How many lines in the material below contain the string "white"? Reply with the number alone.
══════════════════════════════
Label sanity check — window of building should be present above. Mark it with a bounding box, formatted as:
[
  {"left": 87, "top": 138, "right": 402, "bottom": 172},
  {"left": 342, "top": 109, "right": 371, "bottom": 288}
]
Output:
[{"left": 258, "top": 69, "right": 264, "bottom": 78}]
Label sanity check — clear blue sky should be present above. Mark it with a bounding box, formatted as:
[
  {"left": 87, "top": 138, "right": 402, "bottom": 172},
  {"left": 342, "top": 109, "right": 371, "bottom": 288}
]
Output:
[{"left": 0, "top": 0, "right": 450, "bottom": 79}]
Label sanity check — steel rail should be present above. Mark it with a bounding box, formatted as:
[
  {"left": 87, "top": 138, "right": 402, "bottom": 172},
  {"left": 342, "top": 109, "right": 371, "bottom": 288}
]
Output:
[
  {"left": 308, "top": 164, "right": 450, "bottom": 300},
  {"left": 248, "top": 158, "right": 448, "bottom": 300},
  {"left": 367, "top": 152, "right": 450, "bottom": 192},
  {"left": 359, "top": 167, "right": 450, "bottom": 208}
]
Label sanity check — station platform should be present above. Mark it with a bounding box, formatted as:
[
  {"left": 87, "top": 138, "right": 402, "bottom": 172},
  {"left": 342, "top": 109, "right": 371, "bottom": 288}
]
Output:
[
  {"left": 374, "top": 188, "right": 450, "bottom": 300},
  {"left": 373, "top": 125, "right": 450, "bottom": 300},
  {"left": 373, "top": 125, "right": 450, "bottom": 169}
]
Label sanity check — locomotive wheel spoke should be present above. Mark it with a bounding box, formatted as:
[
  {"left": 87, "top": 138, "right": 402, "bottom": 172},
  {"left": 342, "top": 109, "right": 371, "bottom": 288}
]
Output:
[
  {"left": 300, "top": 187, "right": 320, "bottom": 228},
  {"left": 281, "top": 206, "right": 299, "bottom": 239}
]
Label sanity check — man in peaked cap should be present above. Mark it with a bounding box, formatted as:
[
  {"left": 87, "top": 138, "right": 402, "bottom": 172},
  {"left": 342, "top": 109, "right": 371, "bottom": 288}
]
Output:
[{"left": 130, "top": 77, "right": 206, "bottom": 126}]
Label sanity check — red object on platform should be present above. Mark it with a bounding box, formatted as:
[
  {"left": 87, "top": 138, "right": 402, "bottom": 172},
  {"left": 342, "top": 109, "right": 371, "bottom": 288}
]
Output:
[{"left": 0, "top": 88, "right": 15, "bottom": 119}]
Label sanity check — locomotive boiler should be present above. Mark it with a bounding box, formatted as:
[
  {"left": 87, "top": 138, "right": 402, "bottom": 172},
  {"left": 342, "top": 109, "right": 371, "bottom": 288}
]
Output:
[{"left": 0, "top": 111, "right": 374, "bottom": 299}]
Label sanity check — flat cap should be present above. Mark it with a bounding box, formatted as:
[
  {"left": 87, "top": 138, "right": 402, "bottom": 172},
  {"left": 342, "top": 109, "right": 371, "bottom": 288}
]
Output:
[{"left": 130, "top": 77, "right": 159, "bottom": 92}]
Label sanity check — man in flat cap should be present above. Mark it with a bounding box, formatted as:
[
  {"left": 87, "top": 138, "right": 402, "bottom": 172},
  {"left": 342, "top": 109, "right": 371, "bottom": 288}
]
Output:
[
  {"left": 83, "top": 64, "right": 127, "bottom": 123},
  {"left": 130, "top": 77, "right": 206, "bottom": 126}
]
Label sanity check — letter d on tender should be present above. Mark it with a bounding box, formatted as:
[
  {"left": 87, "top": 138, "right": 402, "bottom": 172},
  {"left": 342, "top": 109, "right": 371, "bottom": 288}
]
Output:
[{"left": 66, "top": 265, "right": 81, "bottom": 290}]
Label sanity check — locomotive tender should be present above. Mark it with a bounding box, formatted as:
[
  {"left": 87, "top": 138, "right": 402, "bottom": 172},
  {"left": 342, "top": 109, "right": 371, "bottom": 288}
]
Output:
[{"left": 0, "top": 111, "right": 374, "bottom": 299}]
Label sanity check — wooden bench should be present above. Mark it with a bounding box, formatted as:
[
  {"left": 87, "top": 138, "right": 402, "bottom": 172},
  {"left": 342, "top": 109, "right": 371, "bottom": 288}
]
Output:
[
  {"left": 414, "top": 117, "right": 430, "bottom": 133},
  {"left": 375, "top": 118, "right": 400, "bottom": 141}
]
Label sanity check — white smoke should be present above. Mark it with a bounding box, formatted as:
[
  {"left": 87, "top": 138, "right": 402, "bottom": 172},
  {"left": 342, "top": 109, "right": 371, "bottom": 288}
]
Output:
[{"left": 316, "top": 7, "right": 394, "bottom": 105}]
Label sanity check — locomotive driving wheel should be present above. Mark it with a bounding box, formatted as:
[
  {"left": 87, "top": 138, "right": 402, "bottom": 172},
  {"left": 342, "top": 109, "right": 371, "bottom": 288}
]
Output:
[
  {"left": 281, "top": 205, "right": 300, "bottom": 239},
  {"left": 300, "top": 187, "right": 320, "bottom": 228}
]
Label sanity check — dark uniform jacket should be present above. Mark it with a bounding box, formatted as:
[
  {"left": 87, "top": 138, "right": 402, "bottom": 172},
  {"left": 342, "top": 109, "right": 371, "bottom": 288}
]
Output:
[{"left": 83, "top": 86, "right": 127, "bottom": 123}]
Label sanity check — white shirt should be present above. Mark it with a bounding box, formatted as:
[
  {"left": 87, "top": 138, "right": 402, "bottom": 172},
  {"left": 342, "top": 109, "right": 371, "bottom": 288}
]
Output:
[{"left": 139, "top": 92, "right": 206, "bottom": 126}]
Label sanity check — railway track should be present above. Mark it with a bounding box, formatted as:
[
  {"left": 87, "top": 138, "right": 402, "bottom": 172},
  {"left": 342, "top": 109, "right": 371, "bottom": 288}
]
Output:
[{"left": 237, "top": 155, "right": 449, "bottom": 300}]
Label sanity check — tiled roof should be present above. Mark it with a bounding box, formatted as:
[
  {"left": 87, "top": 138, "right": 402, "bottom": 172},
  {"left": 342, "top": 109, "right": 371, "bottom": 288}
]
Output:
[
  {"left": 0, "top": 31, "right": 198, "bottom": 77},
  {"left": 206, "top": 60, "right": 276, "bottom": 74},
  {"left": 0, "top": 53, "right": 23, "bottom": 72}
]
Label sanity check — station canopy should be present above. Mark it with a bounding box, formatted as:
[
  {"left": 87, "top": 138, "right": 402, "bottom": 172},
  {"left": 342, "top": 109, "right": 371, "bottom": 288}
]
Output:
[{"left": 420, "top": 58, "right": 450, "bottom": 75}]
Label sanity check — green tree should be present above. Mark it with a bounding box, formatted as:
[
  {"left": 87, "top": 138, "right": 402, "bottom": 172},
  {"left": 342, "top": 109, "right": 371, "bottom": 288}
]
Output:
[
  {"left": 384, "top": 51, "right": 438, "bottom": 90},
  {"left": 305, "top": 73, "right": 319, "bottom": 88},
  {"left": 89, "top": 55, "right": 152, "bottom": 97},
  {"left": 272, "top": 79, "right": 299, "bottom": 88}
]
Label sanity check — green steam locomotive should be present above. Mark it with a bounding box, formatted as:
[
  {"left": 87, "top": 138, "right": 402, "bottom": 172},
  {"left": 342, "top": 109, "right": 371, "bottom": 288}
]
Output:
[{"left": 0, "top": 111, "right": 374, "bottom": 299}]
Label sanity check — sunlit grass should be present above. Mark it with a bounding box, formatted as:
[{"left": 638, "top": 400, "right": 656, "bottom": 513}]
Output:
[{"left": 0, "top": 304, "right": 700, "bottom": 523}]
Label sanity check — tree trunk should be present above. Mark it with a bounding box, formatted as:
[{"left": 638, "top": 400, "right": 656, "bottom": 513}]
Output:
══════════════════════════════
## EXERCISE RESULT
2